> Input material
______________________________

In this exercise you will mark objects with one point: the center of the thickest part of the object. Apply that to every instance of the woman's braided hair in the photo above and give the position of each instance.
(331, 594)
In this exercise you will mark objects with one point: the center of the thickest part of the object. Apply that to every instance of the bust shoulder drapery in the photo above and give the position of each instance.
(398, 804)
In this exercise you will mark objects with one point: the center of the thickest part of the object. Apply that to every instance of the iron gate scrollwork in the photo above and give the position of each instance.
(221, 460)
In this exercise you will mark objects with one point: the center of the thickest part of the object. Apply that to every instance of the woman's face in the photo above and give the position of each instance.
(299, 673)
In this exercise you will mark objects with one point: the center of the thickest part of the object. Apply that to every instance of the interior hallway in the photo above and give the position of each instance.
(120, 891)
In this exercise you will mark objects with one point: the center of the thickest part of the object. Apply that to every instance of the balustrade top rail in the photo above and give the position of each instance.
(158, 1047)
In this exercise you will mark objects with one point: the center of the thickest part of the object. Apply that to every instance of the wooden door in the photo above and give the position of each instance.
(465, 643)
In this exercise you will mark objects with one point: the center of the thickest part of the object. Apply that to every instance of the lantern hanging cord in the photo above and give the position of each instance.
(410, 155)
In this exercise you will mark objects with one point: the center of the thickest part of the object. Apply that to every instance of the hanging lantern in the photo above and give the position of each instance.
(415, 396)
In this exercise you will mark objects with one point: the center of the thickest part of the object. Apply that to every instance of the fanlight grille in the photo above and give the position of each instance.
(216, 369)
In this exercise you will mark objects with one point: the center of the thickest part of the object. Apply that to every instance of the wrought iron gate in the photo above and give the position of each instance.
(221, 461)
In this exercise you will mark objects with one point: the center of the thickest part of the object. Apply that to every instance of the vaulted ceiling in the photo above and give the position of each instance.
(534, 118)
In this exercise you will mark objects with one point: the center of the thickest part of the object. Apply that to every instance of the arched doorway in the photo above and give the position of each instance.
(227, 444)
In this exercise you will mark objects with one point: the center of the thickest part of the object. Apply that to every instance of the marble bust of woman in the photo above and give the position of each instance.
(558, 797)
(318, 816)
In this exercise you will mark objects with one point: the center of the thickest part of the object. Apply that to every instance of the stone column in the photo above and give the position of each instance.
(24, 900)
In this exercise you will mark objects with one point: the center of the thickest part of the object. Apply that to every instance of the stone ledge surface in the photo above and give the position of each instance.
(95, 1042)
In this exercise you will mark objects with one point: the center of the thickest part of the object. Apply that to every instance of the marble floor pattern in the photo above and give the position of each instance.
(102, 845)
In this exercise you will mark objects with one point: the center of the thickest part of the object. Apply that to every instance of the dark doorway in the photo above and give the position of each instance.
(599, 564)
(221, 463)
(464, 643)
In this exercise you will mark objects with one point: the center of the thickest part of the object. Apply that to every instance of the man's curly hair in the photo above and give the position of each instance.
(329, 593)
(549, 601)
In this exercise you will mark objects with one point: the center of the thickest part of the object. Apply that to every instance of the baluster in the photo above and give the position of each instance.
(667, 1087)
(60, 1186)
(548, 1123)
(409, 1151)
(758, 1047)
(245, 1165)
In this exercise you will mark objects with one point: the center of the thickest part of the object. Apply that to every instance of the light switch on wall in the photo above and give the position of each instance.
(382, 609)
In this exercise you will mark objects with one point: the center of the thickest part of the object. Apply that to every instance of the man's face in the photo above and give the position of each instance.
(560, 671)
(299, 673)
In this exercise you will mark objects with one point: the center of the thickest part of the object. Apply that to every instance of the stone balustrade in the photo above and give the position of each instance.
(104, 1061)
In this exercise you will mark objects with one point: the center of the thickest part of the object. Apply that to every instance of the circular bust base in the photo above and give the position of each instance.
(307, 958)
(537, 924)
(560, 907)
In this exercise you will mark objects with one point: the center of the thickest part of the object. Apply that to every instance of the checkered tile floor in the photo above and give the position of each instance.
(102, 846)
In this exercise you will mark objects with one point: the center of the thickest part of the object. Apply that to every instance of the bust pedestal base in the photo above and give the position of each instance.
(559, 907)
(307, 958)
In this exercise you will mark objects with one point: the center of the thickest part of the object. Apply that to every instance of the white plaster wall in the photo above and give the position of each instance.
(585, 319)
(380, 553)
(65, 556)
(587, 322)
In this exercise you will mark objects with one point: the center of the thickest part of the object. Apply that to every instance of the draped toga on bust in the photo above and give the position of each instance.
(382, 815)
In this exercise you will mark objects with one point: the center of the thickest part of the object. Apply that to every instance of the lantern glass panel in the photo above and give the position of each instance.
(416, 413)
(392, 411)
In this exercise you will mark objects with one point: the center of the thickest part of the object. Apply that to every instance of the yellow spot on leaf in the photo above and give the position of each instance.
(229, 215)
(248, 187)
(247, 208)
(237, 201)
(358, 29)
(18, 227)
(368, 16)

______________________________

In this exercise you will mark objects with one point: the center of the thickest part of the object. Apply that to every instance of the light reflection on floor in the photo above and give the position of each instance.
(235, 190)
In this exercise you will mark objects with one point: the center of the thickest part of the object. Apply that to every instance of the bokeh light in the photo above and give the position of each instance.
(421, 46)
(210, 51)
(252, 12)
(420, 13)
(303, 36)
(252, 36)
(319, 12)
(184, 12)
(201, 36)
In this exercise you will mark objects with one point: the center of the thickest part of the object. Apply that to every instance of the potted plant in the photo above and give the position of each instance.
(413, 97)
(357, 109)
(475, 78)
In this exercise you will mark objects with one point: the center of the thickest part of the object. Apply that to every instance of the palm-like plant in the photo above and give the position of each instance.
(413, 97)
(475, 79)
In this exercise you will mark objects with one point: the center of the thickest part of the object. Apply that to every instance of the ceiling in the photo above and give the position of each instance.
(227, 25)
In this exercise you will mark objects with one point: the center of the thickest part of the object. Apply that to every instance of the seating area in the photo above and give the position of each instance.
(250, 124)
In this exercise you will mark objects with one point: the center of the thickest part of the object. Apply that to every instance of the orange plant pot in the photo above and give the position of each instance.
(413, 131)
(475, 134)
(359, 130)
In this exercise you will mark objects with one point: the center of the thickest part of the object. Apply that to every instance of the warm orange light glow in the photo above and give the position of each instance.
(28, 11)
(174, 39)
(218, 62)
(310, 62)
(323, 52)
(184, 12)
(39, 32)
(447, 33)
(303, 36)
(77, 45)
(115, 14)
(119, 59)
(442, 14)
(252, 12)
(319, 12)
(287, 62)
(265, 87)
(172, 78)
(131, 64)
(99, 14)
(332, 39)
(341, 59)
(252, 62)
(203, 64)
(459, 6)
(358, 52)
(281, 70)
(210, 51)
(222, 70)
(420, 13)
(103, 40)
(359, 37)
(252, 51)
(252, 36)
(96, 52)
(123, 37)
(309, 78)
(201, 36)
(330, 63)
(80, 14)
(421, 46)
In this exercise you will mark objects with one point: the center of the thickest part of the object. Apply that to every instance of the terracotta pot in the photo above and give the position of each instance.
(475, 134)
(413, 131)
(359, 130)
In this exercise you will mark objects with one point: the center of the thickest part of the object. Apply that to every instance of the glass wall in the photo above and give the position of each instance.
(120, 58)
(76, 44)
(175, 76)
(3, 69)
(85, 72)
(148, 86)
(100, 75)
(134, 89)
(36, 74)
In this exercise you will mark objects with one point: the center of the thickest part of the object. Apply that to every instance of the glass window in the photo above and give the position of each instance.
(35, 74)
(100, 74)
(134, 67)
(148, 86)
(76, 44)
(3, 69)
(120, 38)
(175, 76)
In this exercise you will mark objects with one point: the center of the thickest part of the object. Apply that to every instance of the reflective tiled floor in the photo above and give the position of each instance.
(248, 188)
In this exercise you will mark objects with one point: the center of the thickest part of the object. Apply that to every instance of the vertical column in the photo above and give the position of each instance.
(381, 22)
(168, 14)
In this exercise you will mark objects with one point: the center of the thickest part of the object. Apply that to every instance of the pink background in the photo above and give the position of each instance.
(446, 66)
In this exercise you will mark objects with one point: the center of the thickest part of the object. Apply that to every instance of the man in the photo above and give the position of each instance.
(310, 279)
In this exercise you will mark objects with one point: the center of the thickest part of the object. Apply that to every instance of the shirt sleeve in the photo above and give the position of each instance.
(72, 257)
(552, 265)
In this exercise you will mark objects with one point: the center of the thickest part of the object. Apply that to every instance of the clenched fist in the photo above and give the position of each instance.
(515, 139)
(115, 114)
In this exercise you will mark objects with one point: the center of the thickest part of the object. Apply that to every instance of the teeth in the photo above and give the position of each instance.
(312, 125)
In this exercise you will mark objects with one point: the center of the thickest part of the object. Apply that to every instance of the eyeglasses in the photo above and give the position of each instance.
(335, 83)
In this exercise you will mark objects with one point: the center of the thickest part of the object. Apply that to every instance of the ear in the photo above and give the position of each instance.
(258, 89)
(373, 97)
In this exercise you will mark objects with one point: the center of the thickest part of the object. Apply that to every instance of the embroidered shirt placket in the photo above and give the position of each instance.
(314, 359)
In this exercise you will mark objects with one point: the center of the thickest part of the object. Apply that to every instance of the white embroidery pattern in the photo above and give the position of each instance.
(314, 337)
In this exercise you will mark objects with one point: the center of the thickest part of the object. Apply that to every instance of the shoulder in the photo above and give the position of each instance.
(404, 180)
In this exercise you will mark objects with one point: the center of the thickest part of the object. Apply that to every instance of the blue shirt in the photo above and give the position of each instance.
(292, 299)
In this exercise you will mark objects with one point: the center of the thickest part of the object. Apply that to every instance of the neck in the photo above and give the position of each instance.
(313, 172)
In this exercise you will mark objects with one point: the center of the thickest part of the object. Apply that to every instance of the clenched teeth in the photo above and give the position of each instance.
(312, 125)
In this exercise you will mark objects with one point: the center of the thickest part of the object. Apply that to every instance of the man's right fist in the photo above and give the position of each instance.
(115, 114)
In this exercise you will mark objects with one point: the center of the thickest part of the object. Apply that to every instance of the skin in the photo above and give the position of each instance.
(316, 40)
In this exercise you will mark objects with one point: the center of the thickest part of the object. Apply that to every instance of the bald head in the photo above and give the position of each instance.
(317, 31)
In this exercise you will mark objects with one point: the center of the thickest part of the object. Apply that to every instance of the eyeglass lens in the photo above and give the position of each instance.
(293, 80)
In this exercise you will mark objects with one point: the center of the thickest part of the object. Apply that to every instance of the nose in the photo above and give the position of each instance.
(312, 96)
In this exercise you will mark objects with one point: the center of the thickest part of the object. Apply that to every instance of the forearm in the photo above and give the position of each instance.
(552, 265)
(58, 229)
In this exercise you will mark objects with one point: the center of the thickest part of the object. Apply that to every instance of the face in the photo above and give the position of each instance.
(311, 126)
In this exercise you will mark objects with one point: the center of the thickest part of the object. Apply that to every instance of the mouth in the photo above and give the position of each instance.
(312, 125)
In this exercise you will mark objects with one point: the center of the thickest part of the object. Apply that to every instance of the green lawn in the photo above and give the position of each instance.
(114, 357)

______________________________

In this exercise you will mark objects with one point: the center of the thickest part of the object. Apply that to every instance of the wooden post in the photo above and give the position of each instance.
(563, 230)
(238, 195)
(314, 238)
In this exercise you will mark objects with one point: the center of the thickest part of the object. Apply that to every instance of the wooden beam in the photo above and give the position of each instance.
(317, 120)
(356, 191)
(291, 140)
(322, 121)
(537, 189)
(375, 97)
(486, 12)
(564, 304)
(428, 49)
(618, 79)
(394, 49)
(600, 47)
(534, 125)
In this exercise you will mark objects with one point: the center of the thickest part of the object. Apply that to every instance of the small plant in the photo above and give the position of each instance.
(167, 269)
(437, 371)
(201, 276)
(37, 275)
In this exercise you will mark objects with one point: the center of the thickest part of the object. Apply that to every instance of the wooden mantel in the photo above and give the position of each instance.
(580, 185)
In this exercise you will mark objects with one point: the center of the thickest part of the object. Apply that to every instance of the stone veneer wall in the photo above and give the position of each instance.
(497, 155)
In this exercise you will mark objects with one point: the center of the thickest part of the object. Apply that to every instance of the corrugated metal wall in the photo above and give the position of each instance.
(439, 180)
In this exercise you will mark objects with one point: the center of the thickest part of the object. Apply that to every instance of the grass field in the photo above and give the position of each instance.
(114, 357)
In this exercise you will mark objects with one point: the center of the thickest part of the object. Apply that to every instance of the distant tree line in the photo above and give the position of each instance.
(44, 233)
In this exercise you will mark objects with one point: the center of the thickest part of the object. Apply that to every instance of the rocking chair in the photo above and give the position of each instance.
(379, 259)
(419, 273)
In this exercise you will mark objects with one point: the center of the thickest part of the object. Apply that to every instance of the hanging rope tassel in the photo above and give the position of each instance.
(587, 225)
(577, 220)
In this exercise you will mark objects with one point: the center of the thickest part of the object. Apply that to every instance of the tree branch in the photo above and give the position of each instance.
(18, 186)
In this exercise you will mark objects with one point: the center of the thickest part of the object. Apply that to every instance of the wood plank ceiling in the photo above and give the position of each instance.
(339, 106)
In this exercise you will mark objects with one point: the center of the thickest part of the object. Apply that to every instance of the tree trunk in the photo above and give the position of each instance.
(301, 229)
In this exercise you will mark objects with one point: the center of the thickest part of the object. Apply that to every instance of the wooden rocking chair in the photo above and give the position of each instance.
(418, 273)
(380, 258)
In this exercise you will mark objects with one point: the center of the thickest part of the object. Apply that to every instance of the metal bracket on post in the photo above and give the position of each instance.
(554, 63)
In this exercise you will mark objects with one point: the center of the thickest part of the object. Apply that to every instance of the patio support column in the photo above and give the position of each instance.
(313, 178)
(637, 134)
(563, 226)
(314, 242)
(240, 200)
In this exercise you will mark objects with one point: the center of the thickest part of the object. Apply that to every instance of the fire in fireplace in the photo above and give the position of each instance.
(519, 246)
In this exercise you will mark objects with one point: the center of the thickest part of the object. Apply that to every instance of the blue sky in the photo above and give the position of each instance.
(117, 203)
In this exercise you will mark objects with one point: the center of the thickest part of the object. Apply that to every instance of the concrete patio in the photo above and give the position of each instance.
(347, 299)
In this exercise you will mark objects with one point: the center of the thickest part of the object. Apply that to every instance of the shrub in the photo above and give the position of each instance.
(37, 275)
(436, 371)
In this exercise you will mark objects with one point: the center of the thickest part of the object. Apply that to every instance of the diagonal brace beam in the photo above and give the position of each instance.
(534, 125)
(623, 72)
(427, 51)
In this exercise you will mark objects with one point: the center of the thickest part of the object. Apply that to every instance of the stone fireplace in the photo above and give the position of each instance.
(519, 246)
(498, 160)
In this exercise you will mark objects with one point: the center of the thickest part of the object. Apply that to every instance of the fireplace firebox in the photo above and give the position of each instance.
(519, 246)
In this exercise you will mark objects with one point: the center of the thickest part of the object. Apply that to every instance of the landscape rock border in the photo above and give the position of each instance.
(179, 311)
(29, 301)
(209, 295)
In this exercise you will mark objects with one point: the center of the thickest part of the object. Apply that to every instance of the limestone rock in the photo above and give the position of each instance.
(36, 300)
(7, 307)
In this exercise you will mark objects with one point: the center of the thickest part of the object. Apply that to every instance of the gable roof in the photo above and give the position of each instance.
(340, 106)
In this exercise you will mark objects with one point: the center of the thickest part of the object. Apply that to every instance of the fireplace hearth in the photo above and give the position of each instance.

______________________________

> Request
Count the lines of the material above that contain the word "cord", and reply with the number alone.

> Answer to this exercise
1